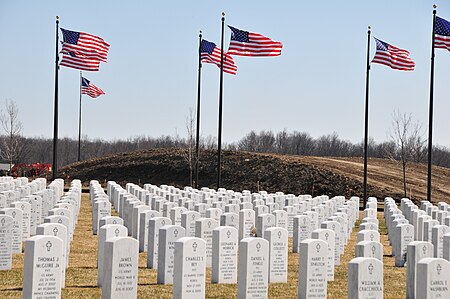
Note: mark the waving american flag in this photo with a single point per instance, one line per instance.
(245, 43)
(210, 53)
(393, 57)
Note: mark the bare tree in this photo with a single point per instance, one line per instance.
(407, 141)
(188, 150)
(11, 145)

==

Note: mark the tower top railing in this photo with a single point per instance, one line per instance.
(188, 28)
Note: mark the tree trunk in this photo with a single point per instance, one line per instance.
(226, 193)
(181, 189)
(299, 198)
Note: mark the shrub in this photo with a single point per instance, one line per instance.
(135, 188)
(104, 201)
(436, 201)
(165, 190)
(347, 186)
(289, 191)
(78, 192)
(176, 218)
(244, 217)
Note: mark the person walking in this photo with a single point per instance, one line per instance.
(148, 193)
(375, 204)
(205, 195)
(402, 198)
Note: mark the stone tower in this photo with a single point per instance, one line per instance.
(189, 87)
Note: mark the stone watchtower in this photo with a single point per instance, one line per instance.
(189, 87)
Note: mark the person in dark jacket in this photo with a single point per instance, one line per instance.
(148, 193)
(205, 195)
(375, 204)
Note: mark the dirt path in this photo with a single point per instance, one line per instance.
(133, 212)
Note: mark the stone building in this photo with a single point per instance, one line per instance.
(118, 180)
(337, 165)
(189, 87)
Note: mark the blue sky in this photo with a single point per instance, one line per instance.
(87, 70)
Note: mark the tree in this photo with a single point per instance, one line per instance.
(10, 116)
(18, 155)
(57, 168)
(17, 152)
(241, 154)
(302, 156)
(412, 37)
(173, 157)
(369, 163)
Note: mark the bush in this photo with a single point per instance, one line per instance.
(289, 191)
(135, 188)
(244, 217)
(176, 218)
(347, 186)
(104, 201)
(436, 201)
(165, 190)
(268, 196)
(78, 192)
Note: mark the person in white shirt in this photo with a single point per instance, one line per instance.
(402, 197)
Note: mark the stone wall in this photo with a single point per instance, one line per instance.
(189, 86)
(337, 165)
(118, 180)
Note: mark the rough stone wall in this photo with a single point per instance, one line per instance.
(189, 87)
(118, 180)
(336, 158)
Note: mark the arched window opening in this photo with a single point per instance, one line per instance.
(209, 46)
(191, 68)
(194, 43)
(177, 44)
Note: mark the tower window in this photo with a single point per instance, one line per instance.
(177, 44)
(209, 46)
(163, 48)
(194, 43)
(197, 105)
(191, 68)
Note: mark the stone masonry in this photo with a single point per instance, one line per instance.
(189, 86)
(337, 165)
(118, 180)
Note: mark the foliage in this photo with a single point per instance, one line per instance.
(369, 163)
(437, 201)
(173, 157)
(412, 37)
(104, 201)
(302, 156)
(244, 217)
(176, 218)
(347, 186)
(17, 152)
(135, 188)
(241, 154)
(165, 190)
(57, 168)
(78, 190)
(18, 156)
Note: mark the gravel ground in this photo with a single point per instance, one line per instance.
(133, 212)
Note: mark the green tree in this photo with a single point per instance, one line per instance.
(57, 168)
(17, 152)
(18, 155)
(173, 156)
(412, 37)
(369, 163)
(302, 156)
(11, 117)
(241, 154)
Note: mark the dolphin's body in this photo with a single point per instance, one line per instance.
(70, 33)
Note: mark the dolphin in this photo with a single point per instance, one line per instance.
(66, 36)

**Instructions for the task**
Pick out every line in the entries above that contains the word "dolphin", and copy each one.

**Written reply**
Note: mark the dolphin's body in this photo with a single point per instance, one line per instance.
Note: mark the dolphin in this photo with a single point per instance, one line per instance.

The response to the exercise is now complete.